▶ _Stated task_
Copy out every line of the records below that contains the word "white".

▶ _Input records_
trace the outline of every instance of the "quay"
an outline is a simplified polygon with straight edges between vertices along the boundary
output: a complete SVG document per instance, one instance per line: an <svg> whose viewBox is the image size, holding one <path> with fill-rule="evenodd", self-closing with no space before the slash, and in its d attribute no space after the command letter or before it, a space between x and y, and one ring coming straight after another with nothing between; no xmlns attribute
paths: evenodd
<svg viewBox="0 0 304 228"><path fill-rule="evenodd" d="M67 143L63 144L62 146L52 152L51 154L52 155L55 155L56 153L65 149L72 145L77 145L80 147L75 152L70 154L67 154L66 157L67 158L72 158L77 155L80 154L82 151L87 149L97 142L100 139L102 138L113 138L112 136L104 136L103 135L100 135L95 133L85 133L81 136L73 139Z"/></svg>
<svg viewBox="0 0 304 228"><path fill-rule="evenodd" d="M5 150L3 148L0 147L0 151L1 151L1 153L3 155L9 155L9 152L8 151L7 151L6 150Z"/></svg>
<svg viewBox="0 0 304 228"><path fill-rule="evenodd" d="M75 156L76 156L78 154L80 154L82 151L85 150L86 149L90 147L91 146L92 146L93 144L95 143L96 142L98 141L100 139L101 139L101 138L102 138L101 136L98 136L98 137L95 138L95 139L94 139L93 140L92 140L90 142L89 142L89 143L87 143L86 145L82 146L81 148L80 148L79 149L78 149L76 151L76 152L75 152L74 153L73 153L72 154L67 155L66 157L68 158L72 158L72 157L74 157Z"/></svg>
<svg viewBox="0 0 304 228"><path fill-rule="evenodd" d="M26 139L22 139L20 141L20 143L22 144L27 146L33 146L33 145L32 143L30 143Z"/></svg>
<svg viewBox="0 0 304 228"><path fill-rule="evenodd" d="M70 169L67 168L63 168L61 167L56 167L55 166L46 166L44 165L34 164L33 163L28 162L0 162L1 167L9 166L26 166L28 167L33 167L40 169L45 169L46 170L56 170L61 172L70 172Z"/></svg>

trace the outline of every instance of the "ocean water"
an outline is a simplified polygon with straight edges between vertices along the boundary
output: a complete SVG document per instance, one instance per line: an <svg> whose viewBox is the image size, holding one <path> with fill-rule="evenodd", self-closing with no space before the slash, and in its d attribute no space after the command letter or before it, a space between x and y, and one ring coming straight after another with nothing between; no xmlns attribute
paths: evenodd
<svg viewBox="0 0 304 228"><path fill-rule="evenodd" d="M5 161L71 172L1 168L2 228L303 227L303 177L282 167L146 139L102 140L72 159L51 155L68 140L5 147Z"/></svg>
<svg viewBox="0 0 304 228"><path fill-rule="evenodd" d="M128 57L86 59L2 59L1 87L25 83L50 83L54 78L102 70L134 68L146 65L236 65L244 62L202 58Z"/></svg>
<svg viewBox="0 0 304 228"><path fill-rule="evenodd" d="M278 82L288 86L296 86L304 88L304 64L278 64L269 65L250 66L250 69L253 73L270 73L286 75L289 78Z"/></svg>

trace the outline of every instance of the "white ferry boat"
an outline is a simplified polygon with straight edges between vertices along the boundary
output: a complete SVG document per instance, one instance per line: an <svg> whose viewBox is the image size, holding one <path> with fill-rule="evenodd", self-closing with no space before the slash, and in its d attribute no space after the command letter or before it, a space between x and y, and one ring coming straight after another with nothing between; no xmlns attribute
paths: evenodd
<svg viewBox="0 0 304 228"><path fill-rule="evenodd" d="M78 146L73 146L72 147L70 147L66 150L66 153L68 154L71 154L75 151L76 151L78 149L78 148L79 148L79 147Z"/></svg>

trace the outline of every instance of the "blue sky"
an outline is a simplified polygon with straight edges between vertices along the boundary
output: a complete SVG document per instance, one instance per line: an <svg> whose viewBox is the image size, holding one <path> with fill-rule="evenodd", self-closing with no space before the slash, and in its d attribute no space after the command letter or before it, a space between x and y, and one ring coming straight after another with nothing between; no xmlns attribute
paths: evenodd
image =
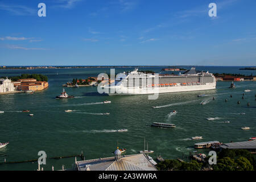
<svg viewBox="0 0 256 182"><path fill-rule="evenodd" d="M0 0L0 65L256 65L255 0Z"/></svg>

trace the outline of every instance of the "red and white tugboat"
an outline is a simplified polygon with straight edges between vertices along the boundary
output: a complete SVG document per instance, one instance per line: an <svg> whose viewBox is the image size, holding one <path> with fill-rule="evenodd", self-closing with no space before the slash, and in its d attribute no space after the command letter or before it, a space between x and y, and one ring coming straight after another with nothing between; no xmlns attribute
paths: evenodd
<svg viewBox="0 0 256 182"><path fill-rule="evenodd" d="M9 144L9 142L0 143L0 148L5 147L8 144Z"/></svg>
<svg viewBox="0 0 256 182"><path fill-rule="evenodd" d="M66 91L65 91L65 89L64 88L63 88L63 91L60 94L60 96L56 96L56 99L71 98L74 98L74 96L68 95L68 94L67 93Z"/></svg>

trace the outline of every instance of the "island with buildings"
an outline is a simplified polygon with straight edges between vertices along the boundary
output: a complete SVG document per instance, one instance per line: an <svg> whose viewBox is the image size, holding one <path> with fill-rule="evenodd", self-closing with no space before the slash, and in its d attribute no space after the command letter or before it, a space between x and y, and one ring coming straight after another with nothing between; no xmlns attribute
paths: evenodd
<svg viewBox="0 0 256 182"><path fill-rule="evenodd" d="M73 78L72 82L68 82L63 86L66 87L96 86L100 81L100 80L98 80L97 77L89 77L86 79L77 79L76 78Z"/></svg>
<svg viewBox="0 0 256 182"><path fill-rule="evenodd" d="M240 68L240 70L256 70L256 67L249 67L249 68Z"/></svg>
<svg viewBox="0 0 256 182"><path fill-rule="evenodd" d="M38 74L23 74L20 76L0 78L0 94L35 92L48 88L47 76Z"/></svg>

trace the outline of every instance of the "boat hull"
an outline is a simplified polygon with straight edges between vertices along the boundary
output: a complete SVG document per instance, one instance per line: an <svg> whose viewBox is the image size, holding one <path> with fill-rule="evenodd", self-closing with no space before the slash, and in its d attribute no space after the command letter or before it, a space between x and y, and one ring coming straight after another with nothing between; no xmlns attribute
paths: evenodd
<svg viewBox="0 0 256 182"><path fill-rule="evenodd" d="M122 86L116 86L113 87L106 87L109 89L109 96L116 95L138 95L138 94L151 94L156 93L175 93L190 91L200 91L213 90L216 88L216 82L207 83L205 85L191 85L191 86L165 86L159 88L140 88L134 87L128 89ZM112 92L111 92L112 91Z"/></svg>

--

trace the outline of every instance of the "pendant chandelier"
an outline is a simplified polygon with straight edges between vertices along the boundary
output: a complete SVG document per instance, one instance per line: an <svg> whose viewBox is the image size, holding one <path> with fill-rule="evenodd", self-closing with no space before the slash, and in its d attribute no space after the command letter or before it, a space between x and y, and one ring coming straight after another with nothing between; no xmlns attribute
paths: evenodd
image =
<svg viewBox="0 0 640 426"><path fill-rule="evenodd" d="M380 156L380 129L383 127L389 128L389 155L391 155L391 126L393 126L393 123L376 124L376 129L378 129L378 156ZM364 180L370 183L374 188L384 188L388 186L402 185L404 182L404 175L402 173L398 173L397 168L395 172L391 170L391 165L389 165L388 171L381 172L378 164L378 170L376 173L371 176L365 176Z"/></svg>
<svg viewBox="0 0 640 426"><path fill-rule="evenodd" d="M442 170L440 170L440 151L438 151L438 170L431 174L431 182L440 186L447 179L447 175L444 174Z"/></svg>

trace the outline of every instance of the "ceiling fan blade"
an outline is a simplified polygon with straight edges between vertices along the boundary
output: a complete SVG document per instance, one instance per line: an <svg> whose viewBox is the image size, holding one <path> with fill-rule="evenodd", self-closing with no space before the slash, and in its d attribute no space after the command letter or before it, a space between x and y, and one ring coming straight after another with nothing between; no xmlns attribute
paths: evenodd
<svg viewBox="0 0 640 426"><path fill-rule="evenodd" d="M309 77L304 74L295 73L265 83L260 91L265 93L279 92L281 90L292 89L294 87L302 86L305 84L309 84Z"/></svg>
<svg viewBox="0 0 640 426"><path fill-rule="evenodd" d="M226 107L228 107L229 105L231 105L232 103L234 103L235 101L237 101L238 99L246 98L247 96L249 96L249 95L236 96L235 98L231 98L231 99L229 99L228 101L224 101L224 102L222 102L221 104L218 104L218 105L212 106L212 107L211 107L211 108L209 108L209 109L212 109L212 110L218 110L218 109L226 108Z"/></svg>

▶ _Task answer_
trace the outline of every instance of the "white ferry boat"
trace the outline of every instance of the "red and white tugboat"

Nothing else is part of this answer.